— start —
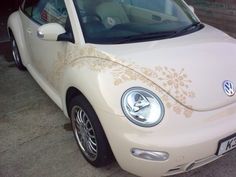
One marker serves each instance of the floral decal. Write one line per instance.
(170, 81)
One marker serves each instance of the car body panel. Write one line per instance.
(192, 93)
(186, 59)
(15, 25)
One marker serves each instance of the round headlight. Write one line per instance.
(142, 107)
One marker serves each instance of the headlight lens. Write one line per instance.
(142, 107)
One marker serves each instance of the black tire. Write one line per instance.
(16, 55)
(92, 128)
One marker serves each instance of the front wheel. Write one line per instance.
(16, 54)
(89, 133)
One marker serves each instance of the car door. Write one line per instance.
(46, 56)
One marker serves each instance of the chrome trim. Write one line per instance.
(40, 34)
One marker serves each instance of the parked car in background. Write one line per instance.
(143, 81)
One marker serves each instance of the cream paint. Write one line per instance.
(104, 72)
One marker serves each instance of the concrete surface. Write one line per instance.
(36, 141)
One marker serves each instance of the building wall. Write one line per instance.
(218, 13)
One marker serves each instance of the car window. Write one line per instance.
(47, 11)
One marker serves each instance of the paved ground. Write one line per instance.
(36, 141)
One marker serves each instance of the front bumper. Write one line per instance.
(190, 142)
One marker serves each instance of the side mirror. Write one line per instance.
(191, 8)
(50, 31)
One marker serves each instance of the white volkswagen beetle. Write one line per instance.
(143, 80)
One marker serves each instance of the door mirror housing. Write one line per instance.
(50, 32)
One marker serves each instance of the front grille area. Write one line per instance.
(191, 165)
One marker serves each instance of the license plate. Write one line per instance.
(226, 145)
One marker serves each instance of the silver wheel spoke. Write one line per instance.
(85, 134)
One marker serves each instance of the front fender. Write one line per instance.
(14, 26)
(97, 86)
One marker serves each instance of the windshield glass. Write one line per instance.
(124, 21)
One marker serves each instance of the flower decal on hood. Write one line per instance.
(170, 81)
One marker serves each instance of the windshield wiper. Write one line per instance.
(189, 28)
(147, 36)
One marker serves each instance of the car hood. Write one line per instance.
(190, 68)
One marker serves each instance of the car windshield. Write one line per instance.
(125, 21)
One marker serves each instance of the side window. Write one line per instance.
(28, 6)
(47, 11)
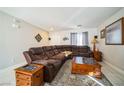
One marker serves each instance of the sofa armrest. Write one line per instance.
(27, 57)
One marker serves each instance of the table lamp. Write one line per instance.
(94, 41)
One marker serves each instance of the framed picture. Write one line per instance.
(102, 33)
(38, 37)
(114, 34)
(65, 38)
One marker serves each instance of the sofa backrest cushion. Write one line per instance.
(37, 54)
(36, 51)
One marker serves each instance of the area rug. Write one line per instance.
(65, 78)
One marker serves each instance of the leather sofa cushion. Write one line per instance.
(36, 51)
(59, 56)
(46, 62)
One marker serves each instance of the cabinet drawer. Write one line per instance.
(21, 82)
(23, 76)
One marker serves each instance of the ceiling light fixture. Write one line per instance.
(51, 29)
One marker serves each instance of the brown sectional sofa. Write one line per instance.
(52, 57)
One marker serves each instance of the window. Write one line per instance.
(80, 38)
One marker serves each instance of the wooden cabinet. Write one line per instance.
(25, 77)
(98, 55)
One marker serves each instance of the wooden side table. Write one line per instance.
(98, 55)
(29, 75)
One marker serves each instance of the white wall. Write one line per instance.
(13, 41)
(57, 36)
(113, 54)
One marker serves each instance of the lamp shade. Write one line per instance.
(94, 41)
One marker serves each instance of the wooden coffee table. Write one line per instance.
(86, 66)
(29, 75)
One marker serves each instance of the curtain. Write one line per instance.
(79, 39)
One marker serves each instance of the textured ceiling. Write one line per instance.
(62, 18)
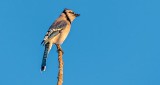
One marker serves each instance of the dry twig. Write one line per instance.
(60, 59)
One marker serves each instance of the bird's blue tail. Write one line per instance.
(46, 51)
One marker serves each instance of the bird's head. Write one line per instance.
(70, 14)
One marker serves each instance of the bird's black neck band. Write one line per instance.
(67, 17)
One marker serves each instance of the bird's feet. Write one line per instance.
(60, 49)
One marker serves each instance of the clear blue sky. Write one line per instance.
(113, 42)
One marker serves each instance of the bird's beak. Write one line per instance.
(77, 15)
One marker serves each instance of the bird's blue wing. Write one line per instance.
(55, 29)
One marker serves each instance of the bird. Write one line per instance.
(57, 33)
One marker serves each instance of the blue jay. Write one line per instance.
(57, 33)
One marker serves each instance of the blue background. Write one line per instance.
(113, 42)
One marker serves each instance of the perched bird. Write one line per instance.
(57, 33)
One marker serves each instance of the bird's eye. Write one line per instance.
(71, 12)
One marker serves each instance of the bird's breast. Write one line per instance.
(63, 34)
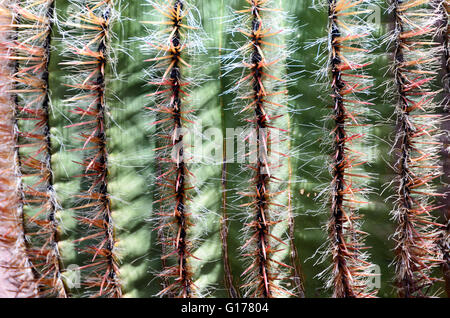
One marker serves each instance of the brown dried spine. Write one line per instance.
(16, 277)
(349, 267)
(416, 233)
(103, 276)
(32, 90)
(174, 183)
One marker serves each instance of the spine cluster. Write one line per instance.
(16, 277)
(348, 54)
(31, 53)
(88, 42)
(173, 47)
(417, 146)
(261, 96)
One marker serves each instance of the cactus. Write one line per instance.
(236, 148)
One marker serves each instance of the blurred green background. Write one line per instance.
(132, 168)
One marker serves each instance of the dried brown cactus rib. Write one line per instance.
(417, 147)
(91, 59)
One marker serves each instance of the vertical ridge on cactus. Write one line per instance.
(88, 43)
(443, 10)
(173, 47)
(261, 61)
(414, 67)
(32, 53)
(16, 276)
(348, 58)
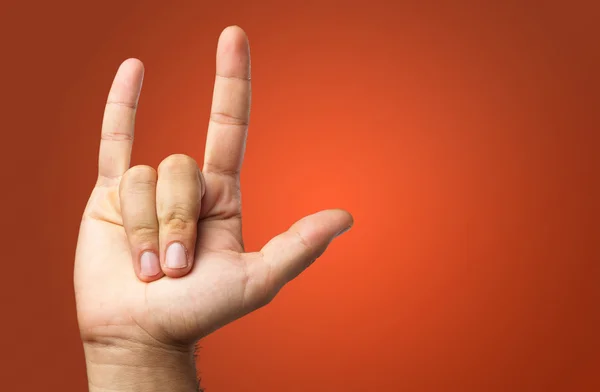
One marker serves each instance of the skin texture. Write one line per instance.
(148, 324)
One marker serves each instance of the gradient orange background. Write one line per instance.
(463, 136)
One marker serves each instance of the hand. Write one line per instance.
(128, 292)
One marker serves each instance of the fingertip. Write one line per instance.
(127, 83)
(132, 63)
(233, 53)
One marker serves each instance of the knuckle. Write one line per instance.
(178, 162)
(143, 232)
(177, 218)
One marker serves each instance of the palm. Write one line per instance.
(225, 283)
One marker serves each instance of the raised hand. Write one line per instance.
(160, 259)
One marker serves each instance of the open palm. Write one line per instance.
(126, 287)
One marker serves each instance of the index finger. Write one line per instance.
(230, 111)
(118, 122)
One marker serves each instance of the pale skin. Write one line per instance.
(142, 305)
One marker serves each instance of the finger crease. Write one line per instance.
(248, 79)
(122, 103)
(227, 119)
(117, 136)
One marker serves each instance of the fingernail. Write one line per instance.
(149, 265)
(342, 232)
(176, 256)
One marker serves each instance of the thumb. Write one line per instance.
(291, 252)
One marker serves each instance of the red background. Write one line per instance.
(463, 137)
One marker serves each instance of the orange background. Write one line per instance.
(463, 136)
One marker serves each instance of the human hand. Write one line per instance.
(128, 297)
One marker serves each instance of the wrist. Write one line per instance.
(136, 367)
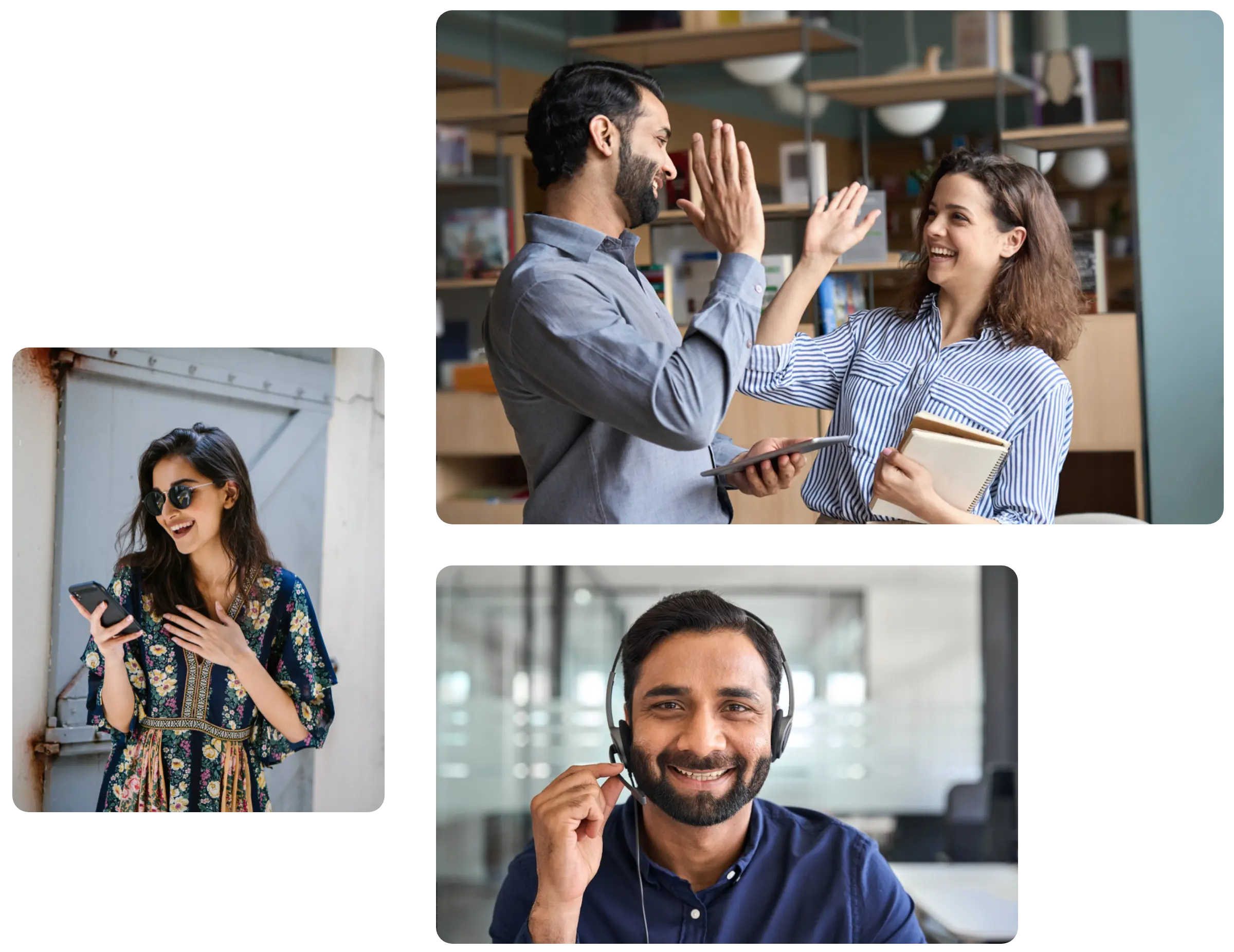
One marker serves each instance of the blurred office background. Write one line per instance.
(906, 724)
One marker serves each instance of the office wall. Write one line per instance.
(1177, 77)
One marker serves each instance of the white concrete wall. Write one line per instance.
(32, 514)
(351, 770)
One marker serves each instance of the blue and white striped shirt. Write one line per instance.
(878, 370)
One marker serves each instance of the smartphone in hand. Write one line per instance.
(90, 594)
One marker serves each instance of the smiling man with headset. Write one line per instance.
(695, 860)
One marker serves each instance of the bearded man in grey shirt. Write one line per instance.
(615, 413)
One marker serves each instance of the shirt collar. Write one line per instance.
(930, 305)
(577, 241)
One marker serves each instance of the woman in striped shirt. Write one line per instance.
(991, 304)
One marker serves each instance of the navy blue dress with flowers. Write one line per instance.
(196, 743)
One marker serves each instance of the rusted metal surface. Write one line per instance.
(38, 364)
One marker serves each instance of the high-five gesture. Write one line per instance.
(834, 231)
(733, 217)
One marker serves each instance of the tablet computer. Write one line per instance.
(807, 447)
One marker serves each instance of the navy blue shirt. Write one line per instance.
(804, 878)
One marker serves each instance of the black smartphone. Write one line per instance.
(90, 594)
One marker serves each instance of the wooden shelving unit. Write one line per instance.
(892, 264)
(453, 284)
(1080, 136)
(452, 79)
(495, 120)
(674, 47)
(948, 84)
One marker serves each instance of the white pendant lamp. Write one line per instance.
(1085, 168)
(1031, 157)
(764, 70)
(911, 119)
(914, 119)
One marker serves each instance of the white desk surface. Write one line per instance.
(976, 902)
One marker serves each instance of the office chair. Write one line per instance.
(1096, 518)
(982, 818)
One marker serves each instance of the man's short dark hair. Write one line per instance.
(699, 611)
(557, 122)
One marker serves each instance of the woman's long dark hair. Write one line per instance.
(1036, 295)
(167, 576)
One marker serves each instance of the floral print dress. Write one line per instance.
(196, 743)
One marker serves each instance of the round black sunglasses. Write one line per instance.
(180, 496)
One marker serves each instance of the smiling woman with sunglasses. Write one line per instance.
(219, 614)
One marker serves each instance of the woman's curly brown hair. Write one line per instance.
(1036, 295)
(167, 575)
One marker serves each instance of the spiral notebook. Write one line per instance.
(961, 461)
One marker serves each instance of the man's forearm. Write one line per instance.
(275, 703)
(553, 925)
(782, 319)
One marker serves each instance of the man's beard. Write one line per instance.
(634, 187)
(696, 808)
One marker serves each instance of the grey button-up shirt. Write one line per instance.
(615, 413)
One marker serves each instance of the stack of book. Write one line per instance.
(961, 462)
(476, 242)
(840, 298)
(661, 278)
(453, 152)
(1089, 248)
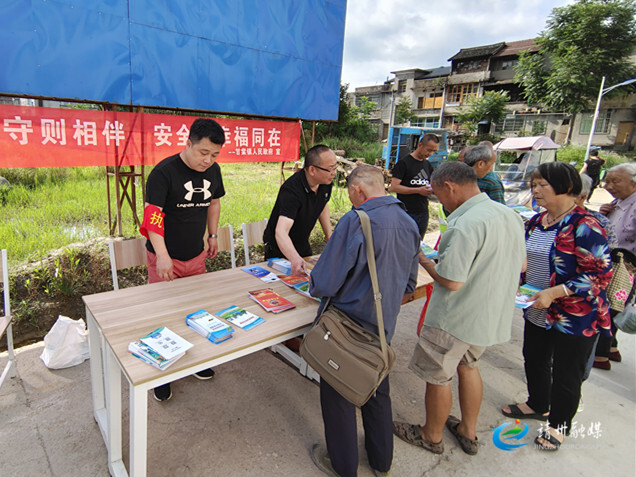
— end —
* [Request]:
Render the span of the entries that opens with the line containing "One marker serves each instance of the woman's long" and runs through the end of the entries as a Markdown table with the columns No. and Text, one numbered row per line. Skip blank lines and leave the pictures out.

* [Solution to this exercise]:
| No. | Text |
|---|---|
| 1 | One marker serves each instance of the woman's long dark hair. Write one line per instance. |
| 2 | (1036, 295) |
| 3 | (167, 576) |
| 4 | One marker serves each instance of the floral print dress. Write one line per instance. |
| 5 | (196, 743) |
| 6 | One marker serves each instance of the round black sunglasses. Write one line per instance. |
| 7 | (180, 496) |
| 8 | One marker serves each instance of the smiling woman with sunglasses. Write one line per instance. |
| 9 | (219, 614) |
| 10 | One marker serves each instance of the woman's curly brown hair. Write one line per instance. |
| 11 | (1036, 295) |
| 12 | (167, 575) |
| 13 | One marker serves each instance of the spiral notebook. Write one line per instance. |
| 14 | (961, 461) |
| 15 | One marker serves each instance of the man's forearm. Write one line per instance. |
| 16 | (275, 703) |
| 17 | (553, 925) |
| 18 | (782, 319) |
| 19 | One marker serves each instance of the man's beard. Write one line per instance. |
| 20 | (634, 187) |
| 21 | (696, 808) |
| 22 | One marker serves each instance of the grey button-up shirt. Write one line per instance. |
| 23 | (615, 413) |
| 24 | One marker serves each instance of the stack of book. Write one line per instance. |
| 25 | (961, 462) |
| 26 | (476, 242) |
| 27 | (840, 298) |
| 28 | (661, 278) |
| 29 | (453, 152) |
| 30 | (1089, 248) |